→ AIM OF THE EXERCISE:
Present each line of the material below as a row in a Markdown table with the columns "No." and "Text", numbering the rows in order and skipping blank lines. Omit the pictures.

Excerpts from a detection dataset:
■ ■ ■

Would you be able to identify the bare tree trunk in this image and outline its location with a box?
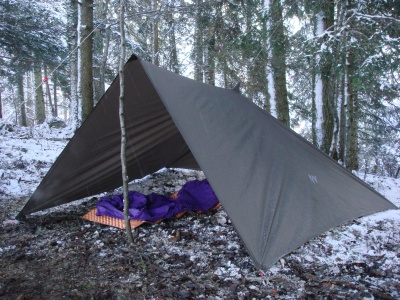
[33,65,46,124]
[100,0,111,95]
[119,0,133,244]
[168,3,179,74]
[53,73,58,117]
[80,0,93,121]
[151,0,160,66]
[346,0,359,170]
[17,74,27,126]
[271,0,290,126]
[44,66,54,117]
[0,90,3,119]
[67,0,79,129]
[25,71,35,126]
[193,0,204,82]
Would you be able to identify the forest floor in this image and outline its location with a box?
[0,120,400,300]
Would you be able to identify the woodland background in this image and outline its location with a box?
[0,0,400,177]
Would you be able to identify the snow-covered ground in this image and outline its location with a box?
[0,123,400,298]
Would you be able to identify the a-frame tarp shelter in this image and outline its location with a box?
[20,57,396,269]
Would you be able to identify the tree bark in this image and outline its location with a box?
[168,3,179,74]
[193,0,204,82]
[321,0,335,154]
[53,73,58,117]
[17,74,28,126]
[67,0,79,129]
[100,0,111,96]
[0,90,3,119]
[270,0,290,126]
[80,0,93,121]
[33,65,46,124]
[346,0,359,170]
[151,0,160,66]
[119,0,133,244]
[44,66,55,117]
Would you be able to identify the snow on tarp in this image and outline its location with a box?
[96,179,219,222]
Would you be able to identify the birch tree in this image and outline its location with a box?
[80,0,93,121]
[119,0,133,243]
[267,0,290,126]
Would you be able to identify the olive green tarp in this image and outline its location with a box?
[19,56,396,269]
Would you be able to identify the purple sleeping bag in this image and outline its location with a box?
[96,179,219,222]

■ ■ ■

→ CORRECT RESULT:
| No. | Text |
|---|---|
| 1 | Would you be able to identify the bare tree trunk in this image and outline its location with a box? |
| 2 | [33,65,46,124] |
| 3 | [100,0,111,95] |
| 4 | [119,0,133,244] |
| 5 | [168,3,179,74] |
| 6 | [53,73,58,117] |
| 7 | [80,0,93,121] |
| 8 | [151,0,160,66] |
| 9 | [346,0,359,170] |
| 10 | [17,74,27,126] |
| 11 | [271,0,290,126] |
| 12 | [44,66,54,117] |
| 13 | [0,90,3,119] |
| 14 | [67,0,79,129] |
| 15 | [25,71,35,126] |
| 16 | [193,0,204,82] |
| 17 | Would you be able to identify the forest floor in this image and outline its location with a box? |
| 18 | [0,120,400,300] |
| 19 | Would you be able to identify the woodland background in this image and outline its location with a box? |
| 20 | [0,0,400,177] |
| 21 | Would you be able to identify the snow-covered ground in this image and outline its location with a box? |
| 22 | [0,123,400,298] |
| 23 | Would you be able to identify the a-frame tarp shelter in this image and outline its location with a box? |
| 24 | [20,57,396,269] |
| 25 | Would you be able to identify the tree bark in this image and outline its location with a box? |
| 26 | [168,3,179,74] |
| 27 | [193,0,204,82] |
| 28 | [321,0,335,154] |
| 29 | [53,73,58,117] |
| 30 | [17,74,28,126] |
| 31 | [67,0,79,129] |
| 32 | [100,0,111,96] |
| 33 | [0,90,3,119] |
| 34 | [270,0,290,126] |
| 35 | [80,0,93,121] |
| 36 | [33,65,46,124] |
| 37 | [346,0,359,170] |
| 38 | [151,0,160,66] |
| 39 | [119,0,133,244] |
| 40 | [44,66,55,117] |
| 41 | Would you be able to identify the snow on tarp in this image and outline its location with a box? |
| 42 | [96,179,219,222] |
| 43 | Would you be able to identify the birch tree in this image and outline its location with a box? |
| 44 | [80,0,93,121] |
| 45 | [119,0,133,243] |
| 46 | [267,0,290,126] |
| 47 | Would you be able to identify the olive green tarp in this image and outline its location with a box? |
| 48 | [19,56,396,269] |
| 49 | Would you be able to identify the purple sleeping bag in this image and outline its location with a box? |
| 50 | [96,179,219,222] |